Reading text -
= = = =

How Are You (I) Really Feeling?

As we enter the middle of July this week, many of us feel as though the summer days are ending quickly and we are nearing fall. In this season, I hold so many thoughts of the coming fall and what it means for me to fully engage in the aspects of life that nourish the parts of my identity. However, I sit and write this feeling heavily daunted by what is to come for me as the summer ends. There are many people who reflect on their graduation and articulate how the post-grad blues grasp them before even realizing what they had accomplished. As for me, I reflect not with sadness that undergrad had concluded, rather the opposite. As an incoming freshman in 2017, I was able to experience life in Washington, DC. The waning visibility of Chocolate City was steadfast and as a Black woman at a PWI, I was at the helm of experiencing all the beauty and lessons (even the ones I did not want to learn) that my new environment had prepared for me.

Regardless of how quickly it went, I was able to walk this May and despite my family not being able to see me because of the COVID-19 restrictions I had finally been at peace with my time as a student. The pandemic had separated me from my friends like so many others, so the love and moments of reflection during my trip with the women I had entered with was an incandescent highlight of 2021. I think as time passes during post-grad life, that is when I fully comprehended the “life lessons” college teaches. Upon graduating and after those first few months of sitting with my thoughts and understanding the parts of my identity that I chose not to express, I realized the degree of transparency I had with myself and how that translated into the concealed facets of my character that so many had been introduced and grown accustomed to-this Hela. But as I see myself now, I have realized that it is the most gratifying thing life offers: to see your authenticity and how the new faces that enter your life embrace you and how the old faces bask in your growth.

= = = =

Data under study -
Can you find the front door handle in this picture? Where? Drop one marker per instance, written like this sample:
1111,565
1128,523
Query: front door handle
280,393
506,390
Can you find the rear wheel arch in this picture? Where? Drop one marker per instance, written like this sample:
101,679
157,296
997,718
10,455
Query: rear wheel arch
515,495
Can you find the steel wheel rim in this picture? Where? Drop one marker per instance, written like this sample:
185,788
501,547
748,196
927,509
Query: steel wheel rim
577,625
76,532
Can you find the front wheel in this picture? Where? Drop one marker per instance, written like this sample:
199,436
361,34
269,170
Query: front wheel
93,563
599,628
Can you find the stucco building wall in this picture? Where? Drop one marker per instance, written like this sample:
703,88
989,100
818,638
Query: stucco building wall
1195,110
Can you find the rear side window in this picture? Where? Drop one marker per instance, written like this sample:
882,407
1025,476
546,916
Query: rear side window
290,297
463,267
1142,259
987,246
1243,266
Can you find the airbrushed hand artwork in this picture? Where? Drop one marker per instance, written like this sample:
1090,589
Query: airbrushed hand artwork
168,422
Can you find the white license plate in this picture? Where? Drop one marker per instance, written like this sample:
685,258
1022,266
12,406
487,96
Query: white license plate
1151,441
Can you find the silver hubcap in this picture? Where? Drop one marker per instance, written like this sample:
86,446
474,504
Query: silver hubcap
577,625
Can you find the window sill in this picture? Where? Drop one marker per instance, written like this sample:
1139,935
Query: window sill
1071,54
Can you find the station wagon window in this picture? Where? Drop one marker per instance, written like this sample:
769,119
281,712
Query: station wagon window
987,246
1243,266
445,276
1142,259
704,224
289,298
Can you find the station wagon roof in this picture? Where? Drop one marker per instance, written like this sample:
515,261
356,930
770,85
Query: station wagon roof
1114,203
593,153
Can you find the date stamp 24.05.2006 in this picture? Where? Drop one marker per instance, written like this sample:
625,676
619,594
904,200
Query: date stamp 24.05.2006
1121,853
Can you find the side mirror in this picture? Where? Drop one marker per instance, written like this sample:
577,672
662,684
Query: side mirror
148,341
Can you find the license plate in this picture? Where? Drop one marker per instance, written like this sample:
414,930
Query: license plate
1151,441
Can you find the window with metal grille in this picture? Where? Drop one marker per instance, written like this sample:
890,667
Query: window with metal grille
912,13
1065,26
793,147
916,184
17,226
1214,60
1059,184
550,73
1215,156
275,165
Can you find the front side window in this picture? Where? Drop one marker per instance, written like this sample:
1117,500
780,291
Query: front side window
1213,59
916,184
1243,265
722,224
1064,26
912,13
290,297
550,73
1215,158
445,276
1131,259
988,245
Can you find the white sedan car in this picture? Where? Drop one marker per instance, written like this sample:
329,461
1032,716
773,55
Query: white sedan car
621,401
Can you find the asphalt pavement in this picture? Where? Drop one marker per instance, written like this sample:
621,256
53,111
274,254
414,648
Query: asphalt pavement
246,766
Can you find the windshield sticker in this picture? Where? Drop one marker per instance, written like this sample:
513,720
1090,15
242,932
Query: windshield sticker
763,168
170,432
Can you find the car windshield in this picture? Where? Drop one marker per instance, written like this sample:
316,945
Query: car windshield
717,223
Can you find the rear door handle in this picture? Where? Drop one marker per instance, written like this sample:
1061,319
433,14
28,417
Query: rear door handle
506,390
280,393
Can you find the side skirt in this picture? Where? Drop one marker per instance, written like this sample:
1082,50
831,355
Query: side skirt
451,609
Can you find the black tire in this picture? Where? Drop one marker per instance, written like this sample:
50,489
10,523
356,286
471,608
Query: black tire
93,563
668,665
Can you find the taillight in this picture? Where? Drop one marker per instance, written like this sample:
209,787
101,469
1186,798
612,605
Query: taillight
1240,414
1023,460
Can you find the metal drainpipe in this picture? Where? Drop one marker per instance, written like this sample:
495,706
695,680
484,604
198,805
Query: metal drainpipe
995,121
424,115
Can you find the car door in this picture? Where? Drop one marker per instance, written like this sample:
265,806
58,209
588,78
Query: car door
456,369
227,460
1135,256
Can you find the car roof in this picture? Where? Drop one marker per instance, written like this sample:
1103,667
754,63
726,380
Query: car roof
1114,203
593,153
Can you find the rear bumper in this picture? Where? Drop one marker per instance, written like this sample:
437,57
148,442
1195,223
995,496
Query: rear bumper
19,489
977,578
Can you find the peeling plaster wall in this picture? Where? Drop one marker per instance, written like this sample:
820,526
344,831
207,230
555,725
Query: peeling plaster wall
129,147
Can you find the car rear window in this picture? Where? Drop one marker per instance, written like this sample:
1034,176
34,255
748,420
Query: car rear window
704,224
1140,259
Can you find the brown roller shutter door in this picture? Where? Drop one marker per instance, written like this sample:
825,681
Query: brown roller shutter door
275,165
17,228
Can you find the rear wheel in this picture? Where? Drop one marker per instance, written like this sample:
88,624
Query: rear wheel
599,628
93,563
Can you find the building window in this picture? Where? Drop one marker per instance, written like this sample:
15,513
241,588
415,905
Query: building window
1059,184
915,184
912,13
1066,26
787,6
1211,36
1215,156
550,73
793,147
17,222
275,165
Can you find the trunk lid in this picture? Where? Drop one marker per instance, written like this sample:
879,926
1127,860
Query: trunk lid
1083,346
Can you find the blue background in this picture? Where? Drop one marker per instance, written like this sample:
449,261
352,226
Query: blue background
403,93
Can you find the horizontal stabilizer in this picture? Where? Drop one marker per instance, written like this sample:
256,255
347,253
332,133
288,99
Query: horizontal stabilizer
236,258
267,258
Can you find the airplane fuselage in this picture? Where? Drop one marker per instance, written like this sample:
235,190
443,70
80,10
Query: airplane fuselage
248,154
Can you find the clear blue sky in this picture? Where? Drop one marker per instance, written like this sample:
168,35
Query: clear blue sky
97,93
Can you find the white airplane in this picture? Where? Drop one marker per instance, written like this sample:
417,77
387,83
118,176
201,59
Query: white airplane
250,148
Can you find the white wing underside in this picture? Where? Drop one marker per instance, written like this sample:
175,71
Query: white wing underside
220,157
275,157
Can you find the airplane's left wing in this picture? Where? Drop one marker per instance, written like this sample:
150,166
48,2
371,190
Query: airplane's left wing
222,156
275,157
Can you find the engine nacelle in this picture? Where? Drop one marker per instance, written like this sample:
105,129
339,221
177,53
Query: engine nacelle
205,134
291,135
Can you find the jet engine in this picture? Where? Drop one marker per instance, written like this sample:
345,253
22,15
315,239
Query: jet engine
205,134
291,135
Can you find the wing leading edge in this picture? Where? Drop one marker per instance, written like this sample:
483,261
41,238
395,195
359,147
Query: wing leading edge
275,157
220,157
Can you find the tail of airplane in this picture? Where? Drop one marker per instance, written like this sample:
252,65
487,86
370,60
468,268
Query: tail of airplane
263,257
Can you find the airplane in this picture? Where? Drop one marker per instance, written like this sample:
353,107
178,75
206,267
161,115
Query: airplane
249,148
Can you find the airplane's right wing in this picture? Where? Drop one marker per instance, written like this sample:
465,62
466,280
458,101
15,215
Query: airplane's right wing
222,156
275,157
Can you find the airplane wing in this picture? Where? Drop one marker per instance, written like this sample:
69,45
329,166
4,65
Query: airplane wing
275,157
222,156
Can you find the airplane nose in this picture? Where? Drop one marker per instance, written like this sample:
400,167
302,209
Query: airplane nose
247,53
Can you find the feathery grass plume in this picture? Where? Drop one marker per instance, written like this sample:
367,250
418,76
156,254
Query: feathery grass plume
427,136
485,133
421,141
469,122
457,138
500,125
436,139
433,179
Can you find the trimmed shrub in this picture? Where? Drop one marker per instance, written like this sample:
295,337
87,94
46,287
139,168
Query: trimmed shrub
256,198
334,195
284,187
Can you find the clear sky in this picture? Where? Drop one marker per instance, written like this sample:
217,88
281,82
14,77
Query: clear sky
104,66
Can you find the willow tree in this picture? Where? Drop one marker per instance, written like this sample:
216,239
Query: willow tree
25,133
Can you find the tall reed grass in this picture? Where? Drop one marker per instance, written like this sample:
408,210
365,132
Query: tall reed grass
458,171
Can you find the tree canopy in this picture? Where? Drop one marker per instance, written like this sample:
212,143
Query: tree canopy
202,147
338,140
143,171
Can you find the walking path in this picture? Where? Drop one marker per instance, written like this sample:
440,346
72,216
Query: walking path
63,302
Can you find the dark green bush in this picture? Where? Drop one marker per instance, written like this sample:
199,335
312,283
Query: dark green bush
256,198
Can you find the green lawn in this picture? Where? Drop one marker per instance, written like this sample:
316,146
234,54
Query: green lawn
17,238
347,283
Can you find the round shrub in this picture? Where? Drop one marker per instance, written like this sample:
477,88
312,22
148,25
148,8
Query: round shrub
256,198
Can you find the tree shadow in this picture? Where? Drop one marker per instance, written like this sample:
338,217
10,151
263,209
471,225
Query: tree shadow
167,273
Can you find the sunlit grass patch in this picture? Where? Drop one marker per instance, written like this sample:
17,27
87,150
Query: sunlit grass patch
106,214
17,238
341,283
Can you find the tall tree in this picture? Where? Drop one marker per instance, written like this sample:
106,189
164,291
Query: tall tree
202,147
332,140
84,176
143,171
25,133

= = = =

What the task asks - In the text about post-graduation reflection, why was the writer's family unable to see the writer walk in May?

Response - Because of the COVID-19 restrictions.